> **YOUR INSTRUCTIONS**: A faithful copy is needed. Set down all of the data below exactly.

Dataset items
_ _ _ _ _ _ _

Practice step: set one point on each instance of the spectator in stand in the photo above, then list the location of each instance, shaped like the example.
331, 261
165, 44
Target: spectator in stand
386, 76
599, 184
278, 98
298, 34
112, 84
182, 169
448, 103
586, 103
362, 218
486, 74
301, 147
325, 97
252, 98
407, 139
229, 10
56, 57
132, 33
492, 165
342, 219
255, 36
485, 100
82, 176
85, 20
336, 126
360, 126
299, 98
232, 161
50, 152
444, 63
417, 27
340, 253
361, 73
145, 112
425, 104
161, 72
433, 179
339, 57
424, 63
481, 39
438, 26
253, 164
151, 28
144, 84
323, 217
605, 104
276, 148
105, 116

_ _ _ _ _ _ _

> **PROBLEM SOLUTION**:
Practice step: set one point on each instance of the spectator in stand in the photo above, then list the location of each instance, shaped like the example.
331, 261
165, 44
Target: spectator in stand
386, 76
599, 184
278, 98
298, 34
112, 84
182, 169
448, 103
586, 103
362, 218
486, 74
301, 147
325, 97
252, 98
407, 139
229, 10
56, 57
132, 33
492, 165
342, 219
255, 36
485, 100
82, 176
85, 20
336, 126
360, 126
299, 98
232, 161
50, 152
444, 63
417, 27
340, 253
361, 73
145, 112
425, 104
161, 72
433, 179
339, 57
424, 63
481, 39
438, 26
253, 164
151, 28
144, 84
323, 217
605, 104
276, 148
105, 116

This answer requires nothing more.